**Requirements:** Format the lines below as a JSON list of strings, with one string for each line and any blank lines omitted.
>> BEGIN
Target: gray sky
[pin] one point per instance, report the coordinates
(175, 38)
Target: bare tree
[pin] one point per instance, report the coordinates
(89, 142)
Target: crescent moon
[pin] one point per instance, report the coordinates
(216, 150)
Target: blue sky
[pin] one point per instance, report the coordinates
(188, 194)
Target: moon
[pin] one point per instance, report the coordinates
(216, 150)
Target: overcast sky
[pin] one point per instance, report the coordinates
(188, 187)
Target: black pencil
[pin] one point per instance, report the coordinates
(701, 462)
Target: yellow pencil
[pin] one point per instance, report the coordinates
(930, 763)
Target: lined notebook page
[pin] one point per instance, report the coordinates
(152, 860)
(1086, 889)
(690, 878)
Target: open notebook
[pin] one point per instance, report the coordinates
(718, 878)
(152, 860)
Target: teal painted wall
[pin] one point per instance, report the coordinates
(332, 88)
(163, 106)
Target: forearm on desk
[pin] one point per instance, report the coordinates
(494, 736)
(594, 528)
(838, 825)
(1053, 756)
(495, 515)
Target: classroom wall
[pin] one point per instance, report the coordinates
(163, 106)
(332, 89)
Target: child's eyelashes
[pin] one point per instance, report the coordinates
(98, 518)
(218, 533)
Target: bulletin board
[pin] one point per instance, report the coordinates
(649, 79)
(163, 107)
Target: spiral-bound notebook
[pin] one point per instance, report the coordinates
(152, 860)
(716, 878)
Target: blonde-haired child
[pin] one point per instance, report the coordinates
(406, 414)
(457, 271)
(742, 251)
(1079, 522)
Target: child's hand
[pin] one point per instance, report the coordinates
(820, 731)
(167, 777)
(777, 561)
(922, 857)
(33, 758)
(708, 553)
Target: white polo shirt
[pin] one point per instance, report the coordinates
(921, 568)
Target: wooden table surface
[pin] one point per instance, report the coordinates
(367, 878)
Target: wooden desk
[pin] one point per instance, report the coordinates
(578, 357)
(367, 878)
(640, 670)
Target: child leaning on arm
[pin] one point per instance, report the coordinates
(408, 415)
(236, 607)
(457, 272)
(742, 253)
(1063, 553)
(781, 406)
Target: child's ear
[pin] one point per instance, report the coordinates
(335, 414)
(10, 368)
>> END
**Reply to the exercise:**
[
  "Target: gray sky",
  "[pin] one point per instance, report the coordinates",
  "(175, 38)",
  "Target: bare tree",
  "[pin] one point per instance, report the coordinates",
  "(89, 142)",
  "Target: crescent moon",
  "[pin] one point per instance, report the coordinates",
  "(216, 150)",
  "Target: blue sky",
  "[pin] one point per instance, report the coordinates",
  "(188, 194)",
  "Target: moon",
  "[pin] one point per instance, report the coordinates",
  "(216, 150)",
  "Target: overcast sky",
  "[pin] one point per instance, report the coordinates",
  "(188, 187)",
  "Target: black pencil",
  "[pin] one point per instance, report the coordinates",
  "(701, 462)",
  "Target: yellow pencil",
  "[pin] one point per instance, report the coordinates",
  "(930, 763)",
  "Target: lined notebook page",
  "[pin] one point per instance, report the coordinates",
  "(152, 860)",
  "(1086, 889)",
  "(690, 878)",
  "Target: open notebook",
  "[pin] one point per instance, report the coordinates",
  "(718, 878)",
  "(152, 860)",
  "Target: teal painted wall",
  "[pin] one point per instance, report the coordinates",
  "(332, 88)",
  "(163, 106)",
  "Target: forearm on desk",
  "[pin] one point per instance, report the coordinates",
  "(494, 736)",
  "(594, 528)",
  "(838, 825)",
  "(1053, 756)",
  "(495, 515)",
  "Target: classroom wall",
  "[pin] one point per instance, report the coordinates",
  "(163, 106)",
  "(332, 89)",
  "Target: child's eyelashes",
  "[pin] one point per instance, report the coordinates",
  "(98, 518)",
  "(218, 533)",
  "Target: bulletin board",
  "[pin] one point per instance, report the coordinates",
  "(649, 79)",
  "(163, 107)",
  "Target: spiral-bound notebook",
  "[pin] one point per instance, report the coordinates",
  "(152, 860)",
  "(716, 878)",
  "Target: blonde-haired child",
  "[pin] one point per instance, report the coordinates",
  "(406, 414)",
  "(457, 271)",
  "(742, 251)",
  "(1079, 522)",
  "Target: child's hand",
  "[pin] one point per instance, report the coordinates",
  "(820, 731)",
  "(167, 777)",
  "(777, 561)",
  "(922, 857)",
  "(33, 758)",
  "(708, 553)",
  "Target: white polo shirt",
  "[pin] one point per instance, report the coordinates",
  "(921, 568)",
  "Target: wooden table surface",
  "[pin] one point per instance, report the coordinates",
  "(367, 878)",
  "Target: wooden desk",
  "[pin] one point per instance, report the coordinates",
  "(578, 357)",
  "(367, 878)",
  "(640, 670)",
  "Target: child leaning on arm",
  "[pin] one point per instance, report the coordinates",
  "(408, 415)",
  "(236, 607)",
  "(457, 272)",
  "(742, 253)",
  "(1063, 553)",
  "(781, 406)",
  "Target: child's ear",
  "[pin] one point per instance, report the coordinates",
  "(335, 414)",
  "(10, 368)"
]